Records supplied
────────────────

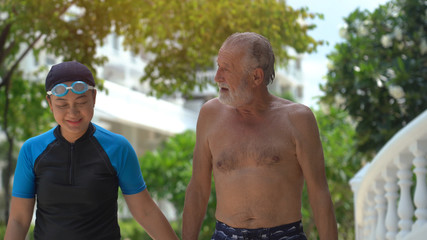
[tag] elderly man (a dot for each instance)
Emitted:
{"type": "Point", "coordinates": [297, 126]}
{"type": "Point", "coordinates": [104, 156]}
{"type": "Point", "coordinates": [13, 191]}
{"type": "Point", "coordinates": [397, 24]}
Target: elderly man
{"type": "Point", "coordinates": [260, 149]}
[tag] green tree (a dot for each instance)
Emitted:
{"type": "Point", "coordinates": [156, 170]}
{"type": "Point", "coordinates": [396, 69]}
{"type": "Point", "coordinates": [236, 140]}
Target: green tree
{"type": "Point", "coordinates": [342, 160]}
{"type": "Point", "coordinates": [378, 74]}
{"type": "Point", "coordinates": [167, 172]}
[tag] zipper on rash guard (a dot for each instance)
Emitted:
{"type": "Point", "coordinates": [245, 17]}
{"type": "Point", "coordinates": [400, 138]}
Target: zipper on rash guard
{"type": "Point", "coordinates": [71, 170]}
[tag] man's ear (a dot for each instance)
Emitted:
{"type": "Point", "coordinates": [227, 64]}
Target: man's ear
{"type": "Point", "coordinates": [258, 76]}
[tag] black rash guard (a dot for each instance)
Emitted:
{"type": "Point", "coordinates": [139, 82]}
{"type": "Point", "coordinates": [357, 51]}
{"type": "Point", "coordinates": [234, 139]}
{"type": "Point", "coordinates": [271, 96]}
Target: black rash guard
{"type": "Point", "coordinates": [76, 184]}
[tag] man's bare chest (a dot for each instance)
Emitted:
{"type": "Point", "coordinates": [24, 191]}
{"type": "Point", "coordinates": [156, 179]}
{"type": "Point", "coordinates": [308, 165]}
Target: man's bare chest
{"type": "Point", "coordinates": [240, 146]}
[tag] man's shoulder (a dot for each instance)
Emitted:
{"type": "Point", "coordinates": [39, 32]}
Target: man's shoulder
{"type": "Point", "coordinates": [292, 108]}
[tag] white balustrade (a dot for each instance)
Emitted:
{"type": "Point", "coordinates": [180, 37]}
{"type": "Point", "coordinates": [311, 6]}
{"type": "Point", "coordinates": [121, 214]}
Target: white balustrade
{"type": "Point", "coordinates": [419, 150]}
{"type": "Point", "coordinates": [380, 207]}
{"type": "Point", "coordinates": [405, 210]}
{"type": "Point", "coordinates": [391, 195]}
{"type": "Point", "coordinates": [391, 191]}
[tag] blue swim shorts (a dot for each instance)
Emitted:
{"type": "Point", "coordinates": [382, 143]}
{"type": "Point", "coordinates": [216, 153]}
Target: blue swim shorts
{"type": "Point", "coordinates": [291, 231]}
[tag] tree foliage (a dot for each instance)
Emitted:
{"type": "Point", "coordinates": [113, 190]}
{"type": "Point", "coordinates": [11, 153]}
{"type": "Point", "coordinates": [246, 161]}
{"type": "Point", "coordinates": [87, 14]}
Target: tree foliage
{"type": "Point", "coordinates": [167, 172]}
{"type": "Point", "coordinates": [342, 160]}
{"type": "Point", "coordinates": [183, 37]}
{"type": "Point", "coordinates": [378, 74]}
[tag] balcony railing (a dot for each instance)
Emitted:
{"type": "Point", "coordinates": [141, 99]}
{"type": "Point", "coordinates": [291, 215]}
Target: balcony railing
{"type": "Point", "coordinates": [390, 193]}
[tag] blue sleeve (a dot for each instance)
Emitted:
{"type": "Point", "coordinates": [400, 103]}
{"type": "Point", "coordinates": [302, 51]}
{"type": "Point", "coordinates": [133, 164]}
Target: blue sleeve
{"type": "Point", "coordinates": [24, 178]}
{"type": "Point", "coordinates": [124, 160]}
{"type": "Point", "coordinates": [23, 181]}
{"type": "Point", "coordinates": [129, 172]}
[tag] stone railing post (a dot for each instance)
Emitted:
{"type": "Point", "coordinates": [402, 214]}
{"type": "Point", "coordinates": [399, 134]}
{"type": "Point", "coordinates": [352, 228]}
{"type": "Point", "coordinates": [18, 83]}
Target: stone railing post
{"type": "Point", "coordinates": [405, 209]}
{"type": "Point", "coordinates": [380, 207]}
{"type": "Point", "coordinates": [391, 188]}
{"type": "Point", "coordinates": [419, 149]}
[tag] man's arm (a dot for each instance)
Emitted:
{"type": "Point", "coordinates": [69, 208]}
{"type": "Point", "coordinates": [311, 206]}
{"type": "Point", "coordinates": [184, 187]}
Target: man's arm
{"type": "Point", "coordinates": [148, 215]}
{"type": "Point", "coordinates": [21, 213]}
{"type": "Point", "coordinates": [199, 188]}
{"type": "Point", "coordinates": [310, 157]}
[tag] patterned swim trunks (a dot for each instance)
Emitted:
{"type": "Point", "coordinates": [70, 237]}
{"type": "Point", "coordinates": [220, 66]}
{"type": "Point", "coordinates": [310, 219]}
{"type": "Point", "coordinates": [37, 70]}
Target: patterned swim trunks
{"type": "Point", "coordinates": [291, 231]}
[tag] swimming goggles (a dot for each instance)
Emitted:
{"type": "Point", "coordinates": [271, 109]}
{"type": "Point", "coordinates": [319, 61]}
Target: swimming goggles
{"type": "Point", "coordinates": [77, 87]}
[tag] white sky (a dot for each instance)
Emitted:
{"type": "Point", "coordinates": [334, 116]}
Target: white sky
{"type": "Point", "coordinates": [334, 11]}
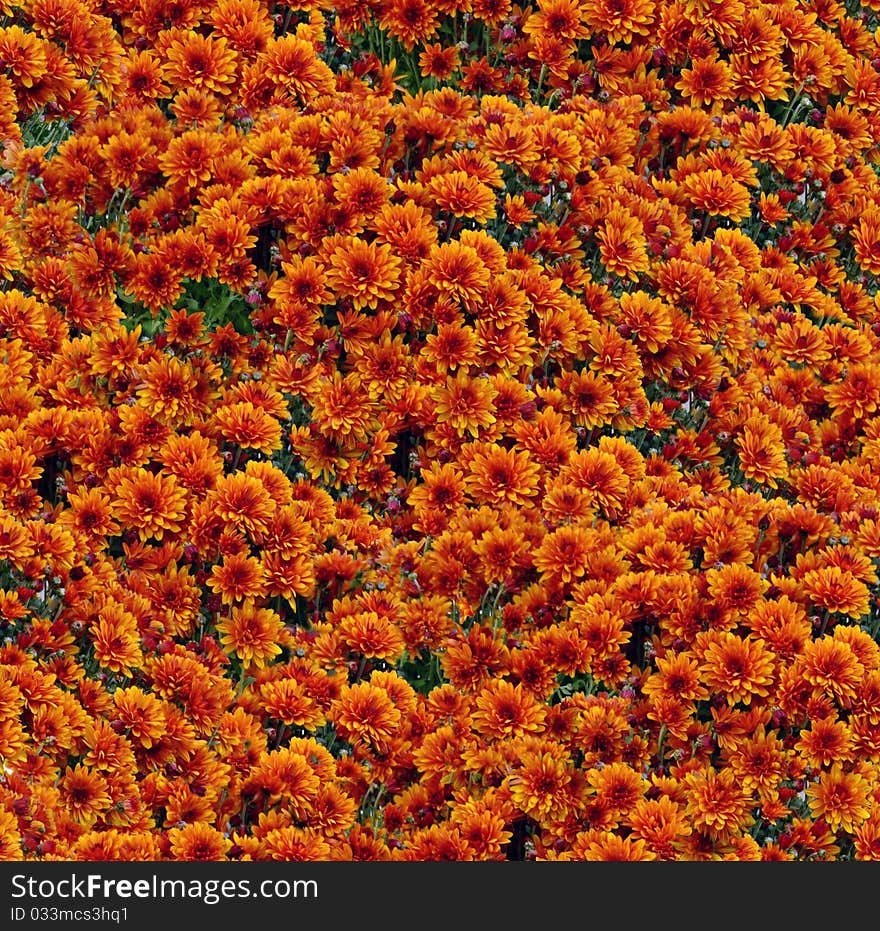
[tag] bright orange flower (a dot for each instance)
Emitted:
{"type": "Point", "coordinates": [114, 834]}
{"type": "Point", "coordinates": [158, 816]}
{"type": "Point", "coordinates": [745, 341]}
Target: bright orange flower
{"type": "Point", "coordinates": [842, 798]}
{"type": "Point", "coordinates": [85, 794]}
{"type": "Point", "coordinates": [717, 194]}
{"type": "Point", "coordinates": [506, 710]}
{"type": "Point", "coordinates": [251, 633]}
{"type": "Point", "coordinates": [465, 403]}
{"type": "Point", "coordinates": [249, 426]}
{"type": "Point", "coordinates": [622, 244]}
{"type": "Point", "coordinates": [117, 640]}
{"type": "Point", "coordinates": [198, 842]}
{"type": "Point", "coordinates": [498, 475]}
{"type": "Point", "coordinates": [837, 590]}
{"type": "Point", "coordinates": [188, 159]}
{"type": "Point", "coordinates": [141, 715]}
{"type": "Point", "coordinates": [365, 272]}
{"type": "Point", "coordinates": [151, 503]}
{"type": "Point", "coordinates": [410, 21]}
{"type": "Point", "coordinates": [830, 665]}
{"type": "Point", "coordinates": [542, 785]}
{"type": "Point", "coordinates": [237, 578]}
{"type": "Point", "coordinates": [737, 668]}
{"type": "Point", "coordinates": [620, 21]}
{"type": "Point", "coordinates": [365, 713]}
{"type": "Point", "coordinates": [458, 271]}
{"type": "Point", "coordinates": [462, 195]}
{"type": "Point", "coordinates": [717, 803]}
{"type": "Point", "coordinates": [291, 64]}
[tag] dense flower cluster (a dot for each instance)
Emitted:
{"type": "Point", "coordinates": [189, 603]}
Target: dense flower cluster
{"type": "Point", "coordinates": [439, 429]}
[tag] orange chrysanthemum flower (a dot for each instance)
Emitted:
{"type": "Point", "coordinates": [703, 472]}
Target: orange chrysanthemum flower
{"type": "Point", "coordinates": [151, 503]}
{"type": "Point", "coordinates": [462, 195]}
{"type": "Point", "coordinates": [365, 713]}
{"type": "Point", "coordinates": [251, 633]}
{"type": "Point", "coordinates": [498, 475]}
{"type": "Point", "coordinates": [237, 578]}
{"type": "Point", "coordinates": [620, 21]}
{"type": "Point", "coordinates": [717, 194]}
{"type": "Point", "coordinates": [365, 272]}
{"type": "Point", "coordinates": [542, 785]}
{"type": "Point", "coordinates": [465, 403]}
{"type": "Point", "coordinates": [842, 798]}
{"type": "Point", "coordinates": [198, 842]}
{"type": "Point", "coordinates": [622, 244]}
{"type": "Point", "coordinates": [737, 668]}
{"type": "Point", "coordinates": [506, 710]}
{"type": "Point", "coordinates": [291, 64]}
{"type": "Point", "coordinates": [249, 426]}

────────────────

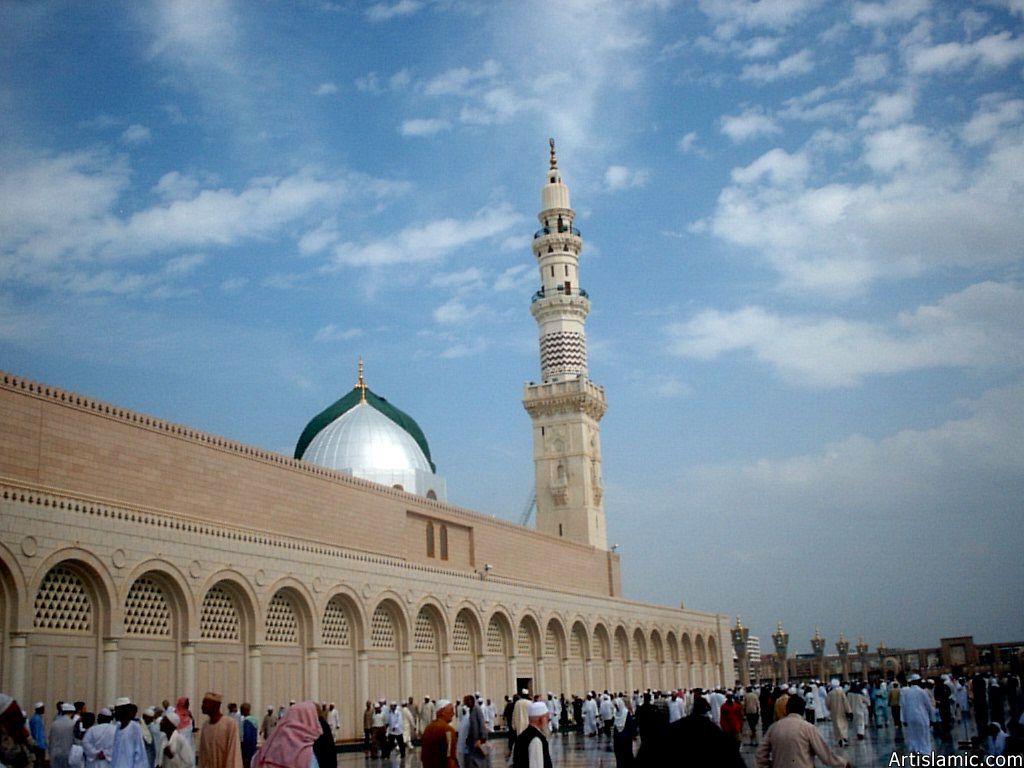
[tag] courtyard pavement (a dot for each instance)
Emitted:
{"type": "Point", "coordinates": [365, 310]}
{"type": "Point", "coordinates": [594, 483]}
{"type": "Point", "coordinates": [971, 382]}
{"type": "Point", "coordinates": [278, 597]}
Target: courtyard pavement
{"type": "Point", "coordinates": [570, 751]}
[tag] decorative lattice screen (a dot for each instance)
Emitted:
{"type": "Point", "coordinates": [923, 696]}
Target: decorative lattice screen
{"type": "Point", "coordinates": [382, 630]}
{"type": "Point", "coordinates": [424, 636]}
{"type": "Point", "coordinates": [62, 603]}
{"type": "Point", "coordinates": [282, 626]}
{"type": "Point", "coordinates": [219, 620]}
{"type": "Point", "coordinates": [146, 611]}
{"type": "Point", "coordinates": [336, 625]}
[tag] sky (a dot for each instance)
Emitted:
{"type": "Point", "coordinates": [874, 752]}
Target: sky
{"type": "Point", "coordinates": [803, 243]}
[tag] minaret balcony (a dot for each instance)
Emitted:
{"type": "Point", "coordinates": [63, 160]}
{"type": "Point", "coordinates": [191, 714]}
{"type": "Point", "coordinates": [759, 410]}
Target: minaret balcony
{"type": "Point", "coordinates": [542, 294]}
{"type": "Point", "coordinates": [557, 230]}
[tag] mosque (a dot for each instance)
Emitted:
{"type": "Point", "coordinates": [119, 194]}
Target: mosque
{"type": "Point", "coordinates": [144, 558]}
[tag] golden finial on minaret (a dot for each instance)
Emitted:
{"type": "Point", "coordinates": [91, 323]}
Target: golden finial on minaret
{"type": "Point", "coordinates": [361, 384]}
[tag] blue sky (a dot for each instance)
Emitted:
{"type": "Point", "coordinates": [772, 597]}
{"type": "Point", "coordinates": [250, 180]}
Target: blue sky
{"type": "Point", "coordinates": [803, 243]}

────────────────

Problem description
Find every line in the data above that contains the word "blue", and copy each of those lines in full. Matching is case-sensitive.

Correct answer
[tag] blue swim shorts (a dot for each instance)
Target: blue swim shorts
[tag] blue sleeve (a dot for each instance)
Target: blue sleeve
[tag] blue sky (a dot for each instance)
Target: blue sky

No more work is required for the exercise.